### EXERCISE BRIEF
Exactly the lines from the one with "If you would be willing to tag the front bumper" to the end of the listing must be repeated, both ends included, with nothing added.

### WORKING DATA

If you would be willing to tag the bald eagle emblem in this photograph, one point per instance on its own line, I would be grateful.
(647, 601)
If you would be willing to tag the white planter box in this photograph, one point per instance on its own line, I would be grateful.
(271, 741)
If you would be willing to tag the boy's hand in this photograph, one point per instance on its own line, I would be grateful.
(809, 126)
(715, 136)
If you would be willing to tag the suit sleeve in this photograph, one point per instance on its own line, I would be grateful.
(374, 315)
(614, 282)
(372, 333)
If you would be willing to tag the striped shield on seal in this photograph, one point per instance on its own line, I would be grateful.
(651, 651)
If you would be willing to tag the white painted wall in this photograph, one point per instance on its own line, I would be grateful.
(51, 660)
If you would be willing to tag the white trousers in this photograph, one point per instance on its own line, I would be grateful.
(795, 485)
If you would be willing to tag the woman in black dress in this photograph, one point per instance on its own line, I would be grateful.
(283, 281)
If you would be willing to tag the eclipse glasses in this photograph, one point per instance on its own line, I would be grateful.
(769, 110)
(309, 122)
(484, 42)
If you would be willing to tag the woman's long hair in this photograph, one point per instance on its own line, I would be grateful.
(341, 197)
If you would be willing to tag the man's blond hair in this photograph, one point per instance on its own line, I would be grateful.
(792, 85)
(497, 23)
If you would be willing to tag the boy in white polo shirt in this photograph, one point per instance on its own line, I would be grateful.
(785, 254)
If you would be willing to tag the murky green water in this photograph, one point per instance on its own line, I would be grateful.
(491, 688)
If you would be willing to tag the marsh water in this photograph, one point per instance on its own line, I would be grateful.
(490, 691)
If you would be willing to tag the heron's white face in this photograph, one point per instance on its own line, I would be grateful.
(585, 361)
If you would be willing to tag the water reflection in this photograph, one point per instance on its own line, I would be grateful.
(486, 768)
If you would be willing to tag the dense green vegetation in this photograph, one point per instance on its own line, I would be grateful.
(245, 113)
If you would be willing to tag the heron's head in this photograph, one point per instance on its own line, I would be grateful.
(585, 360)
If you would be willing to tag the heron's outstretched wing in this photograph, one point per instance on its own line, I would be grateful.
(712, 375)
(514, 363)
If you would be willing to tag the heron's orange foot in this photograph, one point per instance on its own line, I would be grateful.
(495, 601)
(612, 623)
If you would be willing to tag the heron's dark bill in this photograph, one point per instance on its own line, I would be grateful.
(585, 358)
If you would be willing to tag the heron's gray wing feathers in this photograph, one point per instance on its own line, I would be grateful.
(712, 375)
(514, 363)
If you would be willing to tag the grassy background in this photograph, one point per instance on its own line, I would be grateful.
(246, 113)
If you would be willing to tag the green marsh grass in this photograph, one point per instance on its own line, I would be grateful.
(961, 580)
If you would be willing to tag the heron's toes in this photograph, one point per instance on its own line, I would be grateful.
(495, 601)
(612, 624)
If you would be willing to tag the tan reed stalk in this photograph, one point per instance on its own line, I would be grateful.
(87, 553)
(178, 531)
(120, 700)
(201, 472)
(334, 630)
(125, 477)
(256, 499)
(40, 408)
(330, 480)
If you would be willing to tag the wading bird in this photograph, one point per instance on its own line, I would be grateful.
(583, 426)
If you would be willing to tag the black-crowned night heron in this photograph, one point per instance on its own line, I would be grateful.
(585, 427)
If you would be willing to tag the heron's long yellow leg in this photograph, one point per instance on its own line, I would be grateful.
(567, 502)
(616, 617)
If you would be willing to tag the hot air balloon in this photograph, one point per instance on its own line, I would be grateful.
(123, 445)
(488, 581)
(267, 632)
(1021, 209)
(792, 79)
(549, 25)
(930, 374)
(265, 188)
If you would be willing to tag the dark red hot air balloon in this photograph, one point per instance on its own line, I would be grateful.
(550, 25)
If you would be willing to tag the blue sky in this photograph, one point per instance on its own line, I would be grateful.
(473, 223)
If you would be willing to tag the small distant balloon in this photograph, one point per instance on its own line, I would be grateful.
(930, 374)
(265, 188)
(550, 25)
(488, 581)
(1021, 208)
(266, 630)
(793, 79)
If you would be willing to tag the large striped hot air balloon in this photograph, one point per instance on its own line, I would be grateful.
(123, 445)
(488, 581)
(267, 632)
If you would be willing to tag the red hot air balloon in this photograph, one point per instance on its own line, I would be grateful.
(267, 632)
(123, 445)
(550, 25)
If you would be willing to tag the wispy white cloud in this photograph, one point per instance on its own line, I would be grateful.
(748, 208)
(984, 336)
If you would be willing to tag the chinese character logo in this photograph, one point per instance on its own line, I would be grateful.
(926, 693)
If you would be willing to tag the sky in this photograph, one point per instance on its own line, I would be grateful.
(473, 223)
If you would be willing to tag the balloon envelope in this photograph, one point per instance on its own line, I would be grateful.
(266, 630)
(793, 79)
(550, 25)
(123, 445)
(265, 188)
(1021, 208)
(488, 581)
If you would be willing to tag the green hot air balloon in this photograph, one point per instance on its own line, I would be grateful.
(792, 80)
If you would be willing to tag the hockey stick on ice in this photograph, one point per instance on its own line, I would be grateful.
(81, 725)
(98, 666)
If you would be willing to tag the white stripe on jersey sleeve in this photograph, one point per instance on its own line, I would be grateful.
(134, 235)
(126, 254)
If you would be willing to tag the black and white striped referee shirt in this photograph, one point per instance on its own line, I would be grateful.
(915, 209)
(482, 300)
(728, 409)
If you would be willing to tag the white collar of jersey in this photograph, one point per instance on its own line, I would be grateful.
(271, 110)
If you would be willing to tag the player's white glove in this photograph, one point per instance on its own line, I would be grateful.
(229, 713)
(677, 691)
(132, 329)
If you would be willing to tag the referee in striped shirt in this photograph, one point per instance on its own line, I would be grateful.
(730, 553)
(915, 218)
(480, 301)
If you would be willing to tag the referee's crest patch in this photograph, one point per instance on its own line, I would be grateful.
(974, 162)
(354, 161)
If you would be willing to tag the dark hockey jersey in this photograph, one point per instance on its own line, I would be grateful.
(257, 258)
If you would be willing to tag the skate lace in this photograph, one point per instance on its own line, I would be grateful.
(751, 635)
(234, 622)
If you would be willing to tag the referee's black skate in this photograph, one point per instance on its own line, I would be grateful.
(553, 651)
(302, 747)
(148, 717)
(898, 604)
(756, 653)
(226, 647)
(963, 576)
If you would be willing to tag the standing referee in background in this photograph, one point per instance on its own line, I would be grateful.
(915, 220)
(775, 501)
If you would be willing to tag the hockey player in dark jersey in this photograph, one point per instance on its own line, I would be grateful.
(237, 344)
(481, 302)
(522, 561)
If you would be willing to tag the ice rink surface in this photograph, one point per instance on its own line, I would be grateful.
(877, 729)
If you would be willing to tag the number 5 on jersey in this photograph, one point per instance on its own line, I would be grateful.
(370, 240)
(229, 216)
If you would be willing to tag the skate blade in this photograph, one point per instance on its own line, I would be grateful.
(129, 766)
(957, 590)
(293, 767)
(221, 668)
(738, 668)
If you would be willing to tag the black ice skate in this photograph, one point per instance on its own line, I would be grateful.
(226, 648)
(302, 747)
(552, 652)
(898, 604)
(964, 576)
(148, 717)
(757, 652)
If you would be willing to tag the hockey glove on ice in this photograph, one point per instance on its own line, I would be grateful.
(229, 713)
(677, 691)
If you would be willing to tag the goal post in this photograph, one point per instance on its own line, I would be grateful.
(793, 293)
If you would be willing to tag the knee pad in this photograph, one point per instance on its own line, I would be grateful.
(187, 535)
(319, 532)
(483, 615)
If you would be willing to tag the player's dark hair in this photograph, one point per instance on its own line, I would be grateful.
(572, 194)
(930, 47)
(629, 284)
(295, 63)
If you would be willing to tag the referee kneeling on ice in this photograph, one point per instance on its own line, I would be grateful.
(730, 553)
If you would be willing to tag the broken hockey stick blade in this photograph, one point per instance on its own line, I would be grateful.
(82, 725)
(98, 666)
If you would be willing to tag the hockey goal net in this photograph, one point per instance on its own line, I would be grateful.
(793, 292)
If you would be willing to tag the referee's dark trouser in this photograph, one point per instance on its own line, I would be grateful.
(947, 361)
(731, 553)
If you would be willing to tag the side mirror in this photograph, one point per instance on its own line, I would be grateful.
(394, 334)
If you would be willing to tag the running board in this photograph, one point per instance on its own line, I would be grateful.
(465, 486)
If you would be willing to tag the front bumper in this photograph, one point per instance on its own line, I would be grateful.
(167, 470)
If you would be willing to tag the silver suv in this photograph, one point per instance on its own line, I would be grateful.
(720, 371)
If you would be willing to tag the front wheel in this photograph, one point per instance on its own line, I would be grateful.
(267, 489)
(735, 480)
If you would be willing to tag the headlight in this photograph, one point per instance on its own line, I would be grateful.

### TASK OUTPUT
If you would be willing to tag the front bumper in this photograph, one point per instance on its own line, I would be grateful.
(167, 470)
If you would be willing to tag the silver suv in this photograph, one point per instance on its own line, I would be grateful.
(720, 371)
If you would be willing to tag the front wheel in this photograph, one point per instance on its own line, I would be grateful.
(267, 489)
(735, 480)
If you would be willing to tag the headlight in this photograph, one point per instance on its own line, I would be grateful.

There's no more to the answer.